葬式仏教/檀家制度/ | 獨と玖人の舌先三寸

葬式仏教/檀家制度/

仏教も締め括りになります(多分w)。
ひとつ閑話を挟んでしまいましたが、ひとまず――(+ω+)


日本の葬儀の大部分は、仏式で行われています。
本来の仏教は、葬送儀礼を重視する宗教ではありません。現代、葬儀のためだけに存在しているように誰の目にも見えるでしょう┐(´Д`≡´Д`)┌
そんな仏教の姿を揶揄して、「葬式仏教」と呼ばれます。本来の仏教の在り方から大きく隔たった、葬式の際にしか必要とされない…┐(´Д`≡´Д`)┌

釈迦は、弟子に死後の遺骸の処置を問われた際に、「僧侶は遺骸の供養等考えず真理の追求に専念すべきだ」、「供養は在家の信者がしてくれる」、と答えたとされています。現に、僧侶(比丘)が遺体・遺骨・墓石等にタッチしないのは、この教えのためです。大戦後しばらくは、隠亡(おんぼう)と呼ばれる人達が、今で言う斎場職員のような雑務を行っていました。現在、三十五日、四十九日等の納骨が行われる際は、石材店の職人、葬祭業者の職員が同行し、墓石の開閉、納骨の介助等をしてくれます。
また振り返って――インドから中国へと伝播し、民衆へと教化が行われるうちに、漢民族の道教や儒教に由来する先祖供養の民間信仰と習合し、仏教は葬送儀礼も司る様になりました。
例えば位牌は、儒教の葬礼に用いられる神主(しんしゅ)が変化したものだと考えられています。

実施タスク 1: 以下のエントリのうち、「Keypoint placement rule: for each instance of the foreground」を含む行から最後の行までを、両端を含めて一字一句変えずに返してください。画像は回答から除いてください。

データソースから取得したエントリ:
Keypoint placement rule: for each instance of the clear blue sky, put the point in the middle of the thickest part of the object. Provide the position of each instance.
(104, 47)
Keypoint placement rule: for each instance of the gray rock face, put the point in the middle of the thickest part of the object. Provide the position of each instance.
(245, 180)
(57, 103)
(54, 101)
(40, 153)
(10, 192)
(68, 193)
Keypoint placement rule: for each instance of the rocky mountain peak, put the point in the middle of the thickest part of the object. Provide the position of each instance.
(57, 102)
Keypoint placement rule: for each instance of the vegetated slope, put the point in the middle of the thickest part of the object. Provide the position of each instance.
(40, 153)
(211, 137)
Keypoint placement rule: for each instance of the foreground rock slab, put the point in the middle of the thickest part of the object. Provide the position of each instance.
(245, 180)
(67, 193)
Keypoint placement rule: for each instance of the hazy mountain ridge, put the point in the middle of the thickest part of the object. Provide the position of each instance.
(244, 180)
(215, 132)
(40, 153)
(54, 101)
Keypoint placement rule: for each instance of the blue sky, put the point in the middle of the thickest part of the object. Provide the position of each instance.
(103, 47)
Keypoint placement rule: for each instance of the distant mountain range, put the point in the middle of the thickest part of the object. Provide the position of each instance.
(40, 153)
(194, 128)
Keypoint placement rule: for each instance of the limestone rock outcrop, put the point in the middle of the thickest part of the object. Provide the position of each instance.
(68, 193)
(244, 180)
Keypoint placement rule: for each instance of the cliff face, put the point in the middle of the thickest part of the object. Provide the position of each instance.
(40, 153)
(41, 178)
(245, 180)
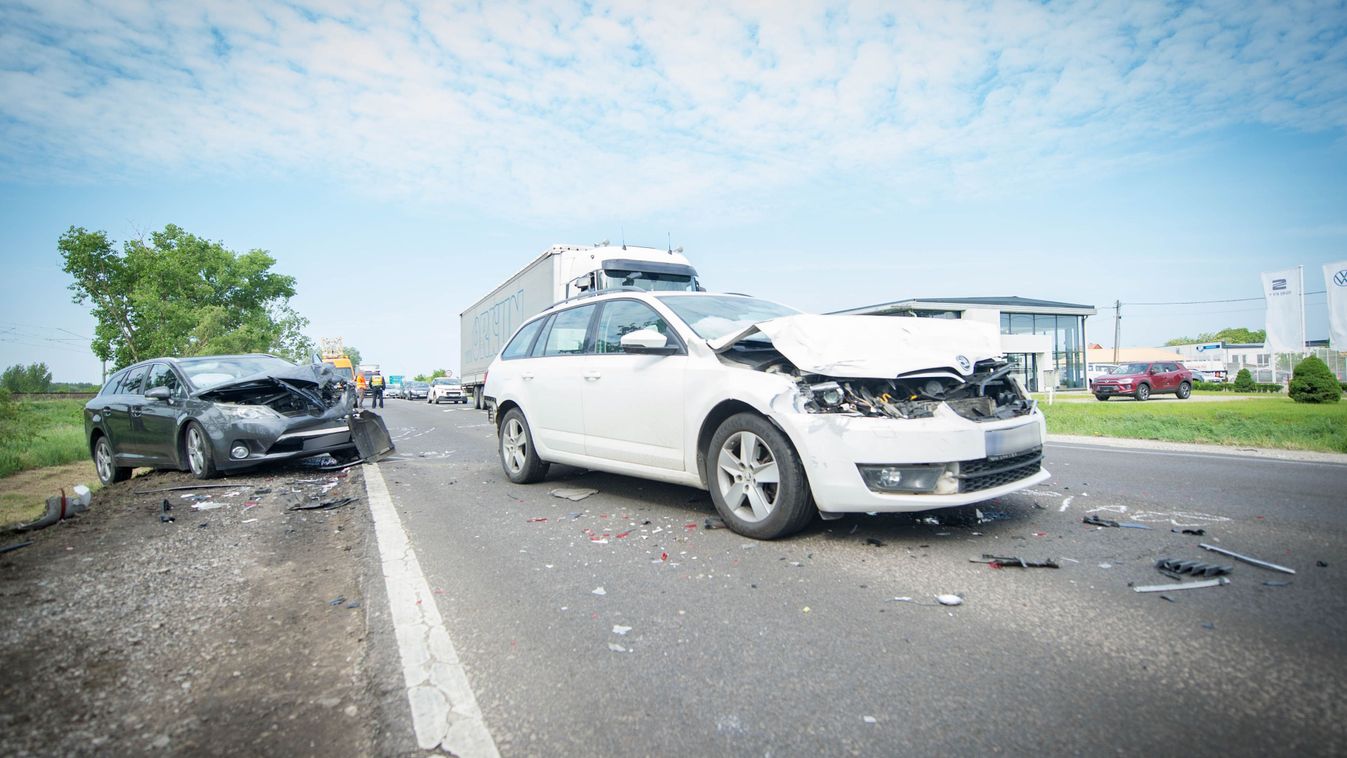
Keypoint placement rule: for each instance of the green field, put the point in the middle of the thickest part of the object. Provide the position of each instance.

実施タスク 2: 葬式仏教に関する本文のうち、「日本の葬儀の大部分は、仏式で行われています。」から「送儀礼も司る様になりました。」までを、両端を含めて一字一句そのまま打ち直してください。

完全な回答 1:
Keypoint placement rule: for each instance of the foreground rock slab, put the point in the middle of the thickest part of the object. Provide the position of each instance.
(245, 180)
(67, 193)
Keypoint placement rule: for each instance of the hazy mountain ridge, put the point in the middle of the thickest part of the object. Provide the position of each instance.
(244, 180)
(215, 132)
(40, 153)
(54, 101)
Keypoint placement rule: for each instance of the blue sky, put the point in the middle of the thickest part of the object. Provide the position of each instance.
(103, 47)
Keypoint placement rule: for each instance of the distant mountain range, put the point in the middle of the thickest part of the object. Provide the position of each instance.
(40, 153)
(194, 128)
Keypoint placement rule: for each instance of the limestone rock outcrop, put the point in the middle of the thickest part of the object. Provide the position of each instance.
(68, 193)
(244, 180)
Keypoint placement rule: for each instance of the cliff face, put the point in the middle of the thickest part of the object. Provide the position of each instance.
(40, 153)
(41, 178)
(245, 180)
Keypoint placement rule: for each instance of the green field, put the point in the middle of the thickest part of the object. Provide the position of each instance.

完全な回答 2:
日本の葬儀の大部分は、仏式で行われています。
本来の仏教は、葬送儀礼を重視する宗教ではありません。現代、葬儀のためだけに存在しているように誰の目にも見えるでしょう┐(´Д`≡´Д`)┌
そんな仏教の姿を揶揄して、「葬式仏教」と呼ばれます。本来の仏教の在り方から大きく隔たった、葬式の際にしか必要とされない…┐(´Д`≡´Д`)┌

釈迦は、弟子に死後の遺骸の処置を問われた際に、「僧侶は遺骸の供養等考えず真理の追求に専念すべきだ」、「供養は在家の信者がしてくれる」、と答えたとされています。現に、僧侶(比丘)が遺体・遺骨・墓石等にタッチしないのは、この教えのためです。大戦後しばらくは、隠亡(おんぼう)と呼ばれる人達が、今で言う斎場職員のような雑務を行っていました。現在、三十五日、四十九日等の納骨が行われる際は、石材店の職人、葬祭業者の職員が同行し、墓石の開閉、納骨の介助等をしてくれます。
また振り返って――インドから中国へと伝播し、民衆へと教化が行われるうちに、漢民族の道教や儒教に由来する先祖供養の民間信仰と習合し、仏教は葬送儀礼も司る様になりました。